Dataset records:

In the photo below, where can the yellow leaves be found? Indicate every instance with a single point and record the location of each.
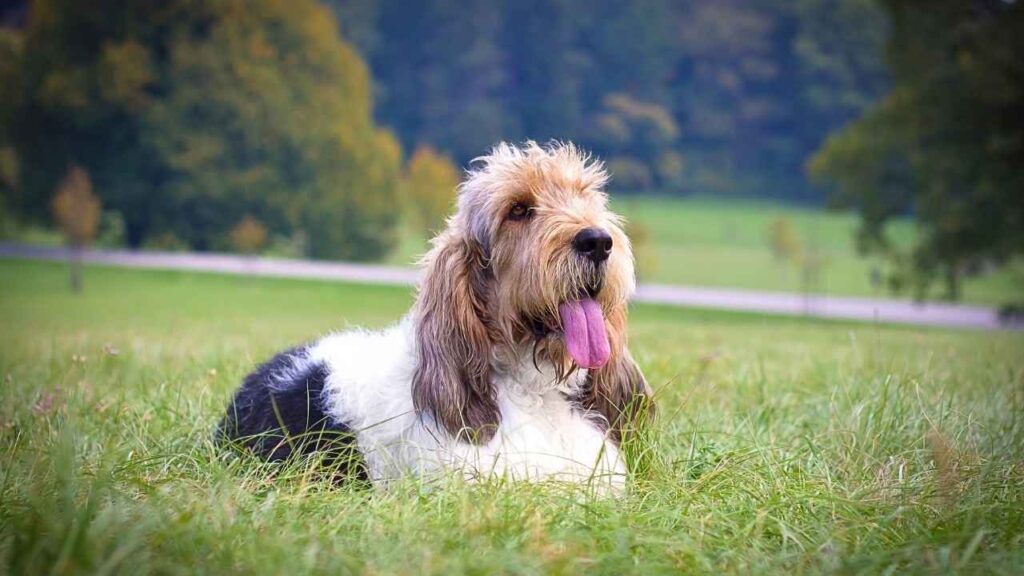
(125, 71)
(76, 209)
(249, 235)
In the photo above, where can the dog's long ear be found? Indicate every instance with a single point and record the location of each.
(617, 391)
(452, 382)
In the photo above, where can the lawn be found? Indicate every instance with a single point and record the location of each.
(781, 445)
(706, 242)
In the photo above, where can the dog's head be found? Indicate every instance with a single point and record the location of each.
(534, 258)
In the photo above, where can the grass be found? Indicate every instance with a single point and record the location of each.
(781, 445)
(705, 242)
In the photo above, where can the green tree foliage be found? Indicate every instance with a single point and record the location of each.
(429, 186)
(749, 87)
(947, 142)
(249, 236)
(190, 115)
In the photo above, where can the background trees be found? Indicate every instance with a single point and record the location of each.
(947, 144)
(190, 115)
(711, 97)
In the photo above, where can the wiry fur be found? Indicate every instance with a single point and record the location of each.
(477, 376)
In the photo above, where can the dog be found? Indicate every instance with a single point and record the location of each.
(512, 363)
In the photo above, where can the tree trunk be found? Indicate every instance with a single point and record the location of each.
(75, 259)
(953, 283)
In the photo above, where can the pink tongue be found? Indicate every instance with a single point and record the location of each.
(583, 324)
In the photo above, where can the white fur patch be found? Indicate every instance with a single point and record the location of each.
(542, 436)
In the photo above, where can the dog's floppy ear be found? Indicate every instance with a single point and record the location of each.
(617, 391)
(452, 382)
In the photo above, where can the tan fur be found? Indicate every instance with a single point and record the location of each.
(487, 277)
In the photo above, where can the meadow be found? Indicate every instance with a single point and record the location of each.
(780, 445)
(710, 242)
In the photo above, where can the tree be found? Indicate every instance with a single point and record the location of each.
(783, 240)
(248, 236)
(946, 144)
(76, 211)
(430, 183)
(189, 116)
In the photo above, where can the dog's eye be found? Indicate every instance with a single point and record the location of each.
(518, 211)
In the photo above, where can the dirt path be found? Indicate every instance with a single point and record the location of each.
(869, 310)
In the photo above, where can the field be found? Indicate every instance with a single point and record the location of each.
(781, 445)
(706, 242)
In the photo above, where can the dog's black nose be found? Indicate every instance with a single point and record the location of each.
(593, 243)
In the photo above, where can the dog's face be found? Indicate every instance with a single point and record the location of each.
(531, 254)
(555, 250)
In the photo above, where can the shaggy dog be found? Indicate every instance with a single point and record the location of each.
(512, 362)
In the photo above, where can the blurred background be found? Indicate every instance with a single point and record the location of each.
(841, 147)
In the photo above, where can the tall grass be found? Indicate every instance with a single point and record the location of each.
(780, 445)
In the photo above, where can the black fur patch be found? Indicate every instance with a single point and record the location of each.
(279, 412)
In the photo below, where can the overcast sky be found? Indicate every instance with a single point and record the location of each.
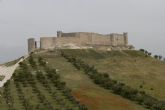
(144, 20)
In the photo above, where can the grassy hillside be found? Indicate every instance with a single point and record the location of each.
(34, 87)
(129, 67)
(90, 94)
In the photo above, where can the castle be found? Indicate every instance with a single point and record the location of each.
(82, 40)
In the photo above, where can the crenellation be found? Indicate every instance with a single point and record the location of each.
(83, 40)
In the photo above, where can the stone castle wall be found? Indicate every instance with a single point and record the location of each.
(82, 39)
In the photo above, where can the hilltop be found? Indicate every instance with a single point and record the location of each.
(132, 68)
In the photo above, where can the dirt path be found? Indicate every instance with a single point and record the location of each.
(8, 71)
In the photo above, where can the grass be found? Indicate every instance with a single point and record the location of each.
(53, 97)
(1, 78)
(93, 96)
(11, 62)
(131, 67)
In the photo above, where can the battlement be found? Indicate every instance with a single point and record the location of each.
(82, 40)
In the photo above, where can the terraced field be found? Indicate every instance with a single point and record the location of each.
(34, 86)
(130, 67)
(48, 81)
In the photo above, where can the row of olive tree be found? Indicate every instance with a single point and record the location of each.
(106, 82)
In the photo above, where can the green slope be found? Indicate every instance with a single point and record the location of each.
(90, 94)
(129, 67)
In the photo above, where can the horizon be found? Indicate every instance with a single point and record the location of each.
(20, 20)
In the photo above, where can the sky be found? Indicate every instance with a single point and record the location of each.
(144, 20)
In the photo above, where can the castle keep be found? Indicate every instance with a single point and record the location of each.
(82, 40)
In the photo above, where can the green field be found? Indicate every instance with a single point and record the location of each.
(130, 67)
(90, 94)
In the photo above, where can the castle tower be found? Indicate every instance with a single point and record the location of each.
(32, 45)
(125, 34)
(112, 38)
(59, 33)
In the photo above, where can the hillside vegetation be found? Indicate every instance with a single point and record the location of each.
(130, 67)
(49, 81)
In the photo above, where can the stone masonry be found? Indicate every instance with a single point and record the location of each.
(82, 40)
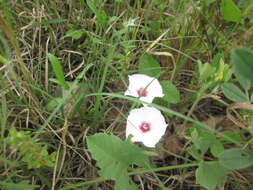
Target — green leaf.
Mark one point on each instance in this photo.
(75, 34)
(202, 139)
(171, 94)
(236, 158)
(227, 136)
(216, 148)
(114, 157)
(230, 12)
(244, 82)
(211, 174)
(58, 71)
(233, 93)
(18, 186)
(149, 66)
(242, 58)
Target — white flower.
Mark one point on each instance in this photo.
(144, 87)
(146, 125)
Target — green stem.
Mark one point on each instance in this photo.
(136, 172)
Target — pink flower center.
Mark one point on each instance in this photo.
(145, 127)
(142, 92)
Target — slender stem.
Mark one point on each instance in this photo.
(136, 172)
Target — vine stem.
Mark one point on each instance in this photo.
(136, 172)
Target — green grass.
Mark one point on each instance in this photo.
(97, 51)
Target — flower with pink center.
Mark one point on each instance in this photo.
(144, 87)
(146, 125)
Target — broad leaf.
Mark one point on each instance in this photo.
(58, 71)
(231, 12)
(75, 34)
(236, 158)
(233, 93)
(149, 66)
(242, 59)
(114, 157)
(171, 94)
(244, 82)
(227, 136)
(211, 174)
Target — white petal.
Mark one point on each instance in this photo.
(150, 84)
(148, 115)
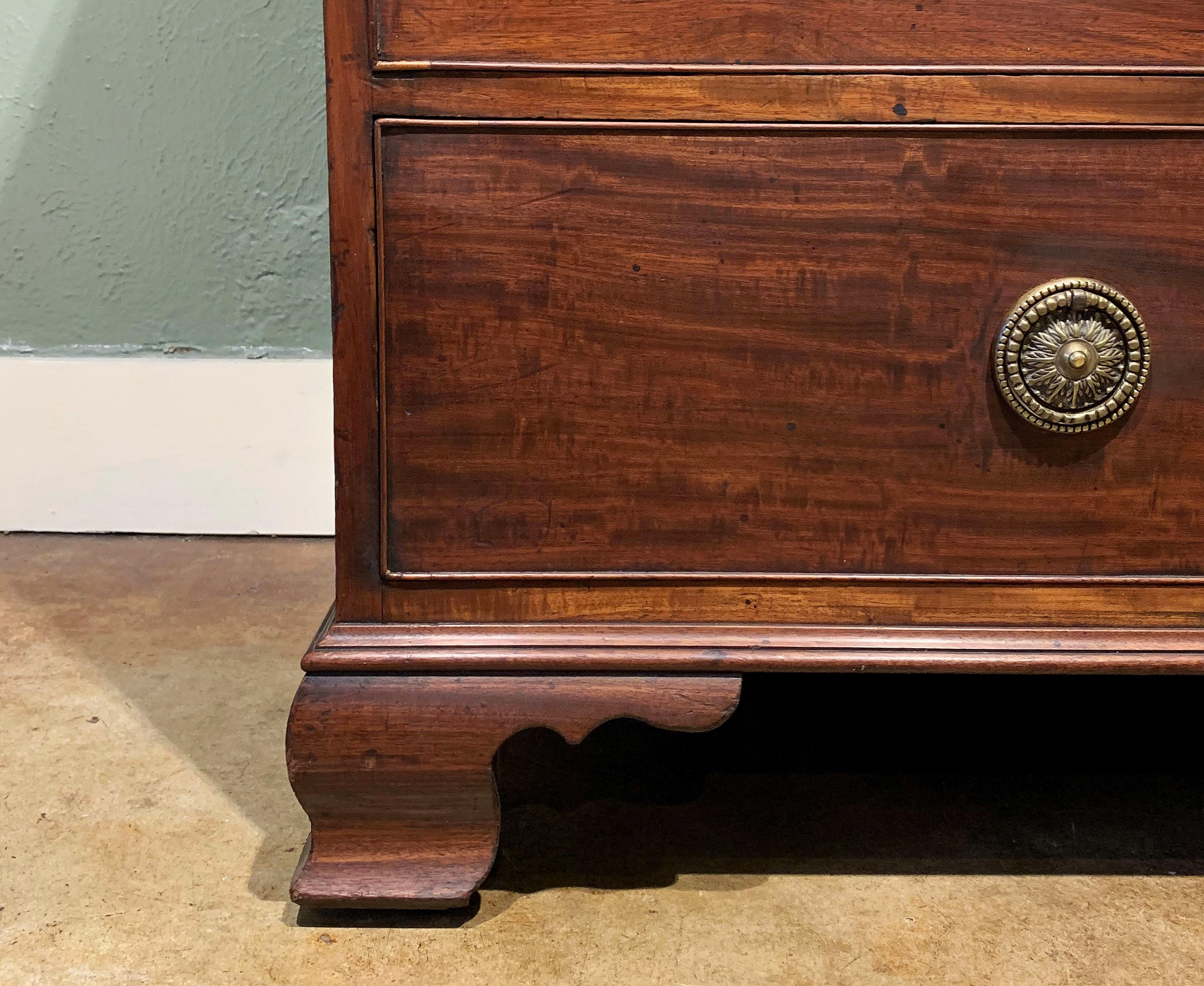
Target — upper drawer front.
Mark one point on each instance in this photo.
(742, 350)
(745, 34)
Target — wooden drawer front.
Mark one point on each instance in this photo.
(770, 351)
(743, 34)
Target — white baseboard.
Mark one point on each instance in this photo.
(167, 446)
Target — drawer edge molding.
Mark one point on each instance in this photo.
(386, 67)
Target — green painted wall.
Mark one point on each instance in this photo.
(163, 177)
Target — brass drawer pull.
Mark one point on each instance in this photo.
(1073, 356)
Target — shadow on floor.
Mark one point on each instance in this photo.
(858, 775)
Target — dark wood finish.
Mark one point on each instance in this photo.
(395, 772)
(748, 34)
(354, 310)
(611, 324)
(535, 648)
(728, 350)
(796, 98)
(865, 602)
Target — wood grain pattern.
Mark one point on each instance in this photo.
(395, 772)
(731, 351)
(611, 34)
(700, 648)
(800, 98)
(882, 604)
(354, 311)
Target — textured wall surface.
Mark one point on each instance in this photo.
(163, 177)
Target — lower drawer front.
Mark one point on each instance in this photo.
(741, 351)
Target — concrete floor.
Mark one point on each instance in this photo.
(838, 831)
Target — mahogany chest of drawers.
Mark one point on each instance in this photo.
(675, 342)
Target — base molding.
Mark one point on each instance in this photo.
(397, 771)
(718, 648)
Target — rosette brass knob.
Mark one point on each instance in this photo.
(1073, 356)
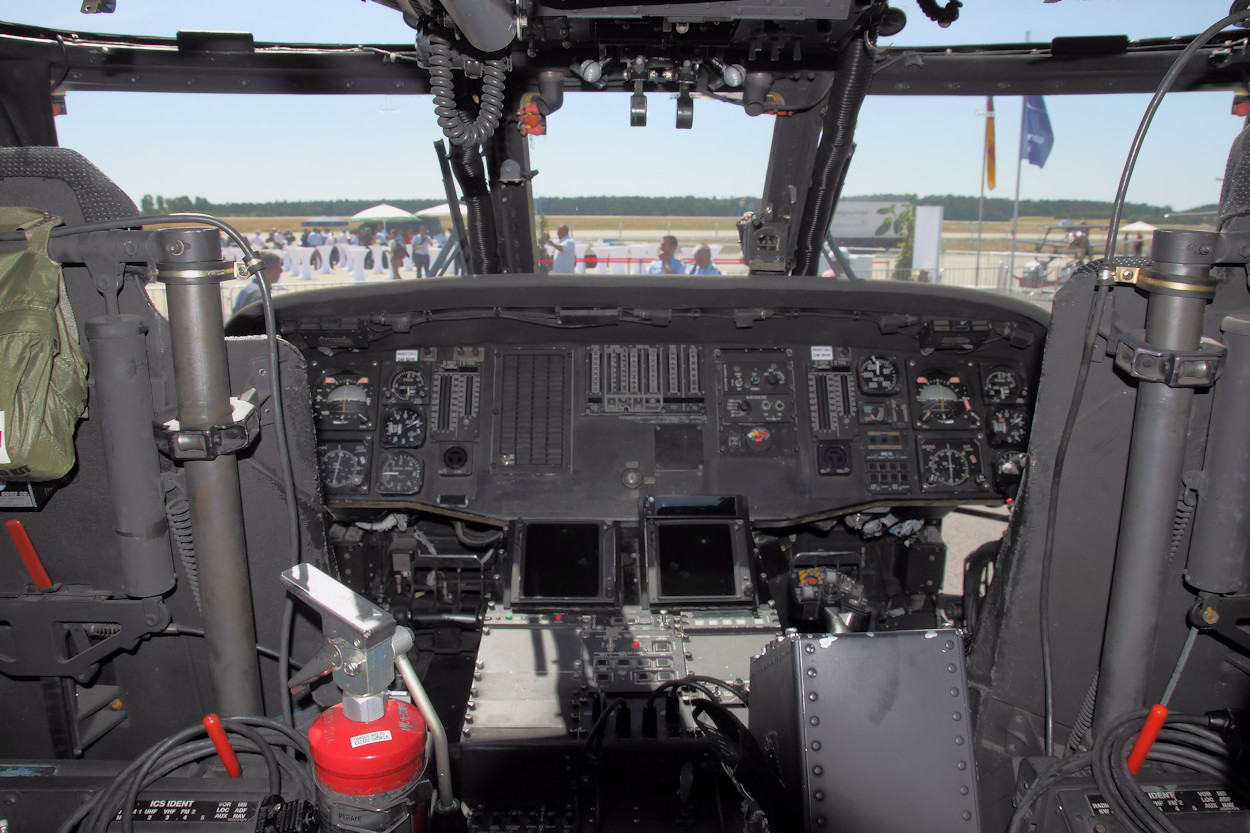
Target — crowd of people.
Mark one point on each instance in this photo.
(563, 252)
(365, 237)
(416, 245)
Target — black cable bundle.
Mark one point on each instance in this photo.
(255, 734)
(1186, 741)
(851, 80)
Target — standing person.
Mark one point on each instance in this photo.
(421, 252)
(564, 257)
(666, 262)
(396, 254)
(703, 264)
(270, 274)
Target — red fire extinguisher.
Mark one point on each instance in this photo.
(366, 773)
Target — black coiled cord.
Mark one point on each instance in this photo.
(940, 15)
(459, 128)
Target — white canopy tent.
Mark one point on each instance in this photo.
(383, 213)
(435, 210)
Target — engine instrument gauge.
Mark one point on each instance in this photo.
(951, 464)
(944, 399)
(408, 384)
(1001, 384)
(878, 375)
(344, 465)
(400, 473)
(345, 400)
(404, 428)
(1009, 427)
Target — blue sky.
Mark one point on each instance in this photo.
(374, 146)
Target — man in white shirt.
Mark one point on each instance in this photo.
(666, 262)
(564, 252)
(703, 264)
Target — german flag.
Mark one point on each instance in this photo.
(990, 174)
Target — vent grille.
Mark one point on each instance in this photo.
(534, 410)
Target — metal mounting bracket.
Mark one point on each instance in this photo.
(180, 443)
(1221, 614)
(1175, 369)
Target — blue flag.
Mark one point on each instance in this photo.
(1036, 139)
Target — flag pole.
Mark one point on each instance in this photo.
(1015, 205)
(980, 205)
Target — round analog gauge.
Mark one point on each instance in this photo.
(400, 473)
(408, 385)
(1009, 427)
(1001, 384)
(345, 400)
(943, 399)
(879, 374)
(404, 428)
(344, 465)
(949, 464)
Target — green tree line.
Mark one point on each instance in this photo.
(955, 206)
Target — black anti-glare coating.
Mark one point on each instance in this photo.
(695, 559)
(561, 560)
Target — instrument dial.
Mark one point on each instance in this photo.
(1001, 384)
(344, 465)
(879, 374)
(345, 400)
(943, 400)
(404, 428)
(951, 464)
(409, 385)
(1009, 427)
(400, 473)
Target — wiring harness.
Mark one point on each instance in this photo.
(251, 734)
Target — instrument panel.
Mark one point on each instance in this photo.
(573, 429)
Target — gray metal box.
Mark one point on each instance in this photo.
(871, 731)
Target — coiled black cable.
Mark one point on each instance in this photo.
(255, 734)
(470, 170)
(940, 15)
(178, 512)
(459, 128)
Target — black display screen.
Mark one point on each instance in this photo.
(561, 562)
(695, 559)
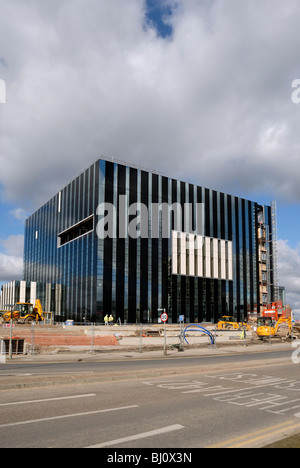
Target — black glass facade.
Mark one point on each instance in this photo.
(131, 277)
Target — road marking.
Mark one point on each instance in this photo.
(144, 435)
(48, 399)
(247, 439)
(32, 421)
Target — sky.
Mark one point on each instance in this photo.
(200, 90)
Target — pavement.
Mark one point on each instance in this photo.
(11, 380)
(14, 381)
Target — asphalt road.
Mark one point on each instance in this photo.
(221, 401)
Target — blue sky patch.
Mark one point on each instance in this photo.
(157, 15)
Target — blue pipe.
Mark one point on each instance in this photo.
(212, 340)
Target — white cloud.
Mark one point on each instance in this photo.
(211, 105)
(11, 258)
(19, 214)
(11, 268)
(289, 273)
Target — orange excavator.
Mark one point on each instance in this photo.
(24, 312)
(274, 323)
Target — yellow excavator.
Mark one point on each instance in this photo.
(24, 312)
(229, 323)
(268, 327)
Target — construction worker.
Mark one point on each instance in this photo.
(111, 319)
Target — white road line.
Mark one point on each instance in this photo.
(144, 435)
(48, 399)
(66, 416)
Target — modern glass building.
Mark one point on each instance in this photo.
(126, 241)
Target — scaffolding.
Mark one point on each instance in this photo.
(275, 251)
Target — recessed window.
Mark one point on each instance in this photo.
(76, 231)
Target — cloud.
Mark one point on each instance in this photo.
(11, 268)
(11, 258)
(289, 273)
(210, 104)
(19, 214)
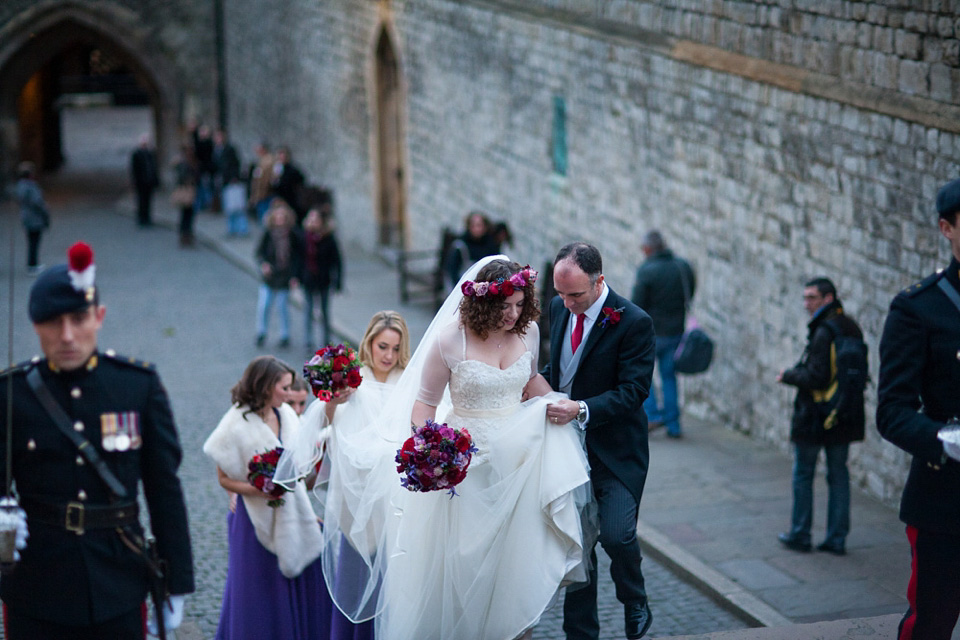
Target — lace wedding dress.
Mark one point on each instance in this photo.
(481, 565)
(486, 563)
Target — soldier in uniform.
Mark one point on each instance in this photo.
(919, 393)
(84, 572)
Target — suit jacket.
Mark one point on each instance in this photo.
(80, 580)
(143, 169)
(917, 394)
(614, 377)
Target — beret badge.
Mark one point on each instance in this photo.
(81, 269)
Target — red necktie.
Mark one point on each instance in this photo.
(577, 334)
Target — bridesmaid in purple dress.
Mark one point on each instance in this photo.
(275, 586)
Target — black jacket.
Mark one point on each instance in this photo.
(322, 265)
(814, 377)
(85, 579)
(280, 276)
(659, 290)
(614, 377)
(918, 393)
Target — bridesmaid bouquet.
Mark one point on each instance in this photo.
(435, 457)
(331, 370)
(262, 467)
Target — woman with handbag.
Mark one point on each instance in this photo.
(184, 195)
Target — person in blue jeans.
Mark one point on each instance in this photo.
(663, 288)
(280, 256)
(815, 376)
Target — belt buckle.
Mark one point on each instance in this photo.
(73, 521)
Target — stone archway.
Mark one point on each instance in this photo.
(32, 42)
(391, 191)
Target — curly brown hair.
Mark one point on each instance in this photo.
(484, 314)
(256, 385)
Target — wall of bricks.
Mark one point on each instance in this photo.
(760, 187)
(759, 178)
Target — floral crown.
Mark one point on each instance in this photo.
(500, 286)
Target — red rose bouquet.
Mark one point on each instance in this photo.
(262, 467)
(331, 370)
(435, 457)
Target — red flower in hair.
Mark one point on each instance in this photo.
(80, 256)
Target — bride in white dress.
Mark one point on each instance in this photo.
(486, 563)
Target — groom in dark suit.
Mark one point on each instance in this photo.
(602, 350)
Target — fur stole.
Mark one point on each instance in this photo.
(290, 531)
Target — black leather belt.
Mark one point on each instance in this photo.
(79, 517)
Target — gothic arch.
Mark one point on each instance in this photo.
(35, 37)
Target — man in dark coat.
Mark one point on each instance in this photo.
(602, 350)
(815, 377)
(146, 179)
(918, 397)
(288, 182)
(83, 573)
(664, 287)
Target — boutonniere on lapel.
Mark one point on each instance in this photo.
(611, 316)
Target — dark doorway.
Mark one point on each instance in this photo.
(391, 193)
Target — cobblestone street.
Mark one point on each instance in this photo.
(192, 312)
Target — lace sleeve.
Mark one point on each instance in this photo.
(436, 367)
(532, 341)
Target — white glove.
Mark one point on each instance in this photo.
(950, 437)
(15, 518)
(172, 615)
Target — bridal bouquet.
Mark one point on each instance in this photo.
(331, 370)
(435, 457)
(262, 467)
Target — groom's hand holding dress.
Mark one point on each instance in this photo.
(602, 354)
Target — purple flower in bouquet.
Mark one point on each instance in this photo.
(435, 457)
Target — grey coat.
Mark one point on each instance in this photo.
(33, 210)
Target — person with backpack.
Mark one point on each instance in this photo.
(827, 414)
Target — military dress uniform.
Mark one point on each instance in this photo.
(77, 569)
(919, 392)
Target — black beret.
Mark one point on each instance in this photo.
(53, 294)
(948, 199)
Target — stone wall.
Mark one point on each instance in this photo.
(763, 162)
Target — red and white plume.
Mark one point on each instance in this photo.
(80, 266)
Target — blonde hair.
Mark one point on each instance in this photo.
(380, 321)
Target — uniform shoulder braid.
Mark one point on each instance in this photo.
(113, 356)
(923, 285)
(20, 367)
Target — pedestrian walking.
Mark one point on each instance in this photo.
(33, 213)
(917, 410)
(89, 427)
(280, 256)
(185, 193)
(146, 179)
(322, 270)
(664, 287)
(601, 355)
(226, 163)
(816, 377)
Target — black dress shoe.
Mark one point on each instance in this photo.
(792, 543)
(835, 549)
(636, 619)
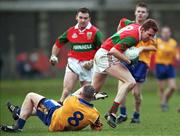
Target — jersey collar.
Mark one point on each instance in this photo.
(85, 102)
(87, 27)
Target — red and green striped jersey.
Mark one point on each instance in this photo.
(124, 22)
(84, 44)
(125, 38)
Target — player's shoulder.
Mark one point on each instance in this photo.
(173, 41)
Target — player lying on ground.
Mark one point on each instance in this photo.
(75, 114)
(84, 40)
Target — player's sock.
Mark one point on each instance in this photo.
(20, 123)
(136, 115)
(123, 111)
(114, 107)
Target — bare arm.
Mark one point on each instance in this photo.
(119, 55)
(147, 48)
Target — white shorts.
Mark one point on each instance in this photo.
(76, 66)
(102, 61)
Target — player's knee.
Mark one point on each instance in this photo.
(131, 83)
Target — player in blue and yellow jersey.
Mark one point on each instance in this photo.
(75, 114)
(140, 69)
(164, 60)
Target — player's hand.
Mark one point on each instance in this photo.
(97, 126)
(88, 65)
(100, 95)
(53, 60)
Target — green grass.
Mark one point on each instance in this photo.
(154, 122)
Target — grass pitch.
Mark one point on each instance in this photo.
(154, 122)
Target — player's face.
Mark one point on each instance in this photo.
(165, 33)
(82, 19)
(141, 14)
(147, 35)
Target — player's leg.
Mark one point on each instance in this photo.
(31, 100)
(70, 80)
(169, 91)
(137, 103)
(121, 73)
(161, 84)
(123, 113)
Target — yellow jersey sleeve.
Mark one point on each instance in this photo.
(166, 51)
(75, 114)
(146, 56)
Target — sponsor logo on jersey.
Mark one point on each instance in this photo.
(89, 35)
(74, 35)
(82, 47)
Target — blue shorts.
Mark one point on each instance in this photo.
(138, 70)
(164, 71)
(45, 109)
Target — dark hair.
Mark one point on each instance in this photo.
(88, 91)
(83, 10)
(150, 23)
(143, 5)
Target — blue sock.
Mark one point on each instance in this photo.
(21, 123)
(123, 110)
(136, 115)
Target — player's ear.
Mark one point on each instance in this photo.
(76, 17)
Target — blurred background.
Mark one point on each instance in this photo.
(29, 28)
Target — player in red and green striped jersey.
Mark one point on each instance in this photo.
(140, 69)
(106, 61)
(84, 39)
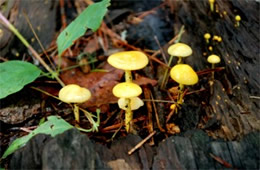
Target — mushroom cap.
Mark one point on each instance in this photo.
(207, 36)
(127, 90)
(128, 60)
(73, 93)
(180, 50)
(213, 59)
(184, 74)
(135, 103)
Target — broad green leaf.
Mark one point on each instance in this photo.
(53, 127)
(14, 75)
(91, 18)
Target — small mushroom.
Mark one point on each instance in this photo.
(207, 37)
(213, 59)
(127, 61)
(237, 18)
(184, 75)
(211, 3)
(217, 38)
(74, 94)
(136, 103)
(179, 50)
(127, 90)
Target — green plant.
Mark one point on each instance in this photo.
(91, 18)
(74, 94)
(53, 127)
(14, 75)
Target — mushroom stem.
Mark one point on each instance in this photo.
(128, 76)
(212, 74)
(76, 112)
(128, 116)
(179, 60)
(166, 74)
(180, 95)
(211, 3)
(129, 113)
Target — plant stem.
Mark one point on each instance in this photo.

**ACTIVITY:**
Which lines of the records above contain the word "sock"? Copy each of them.

**PROBLEM SOLUTION:**
Target — player's sock.
Target — blue sock.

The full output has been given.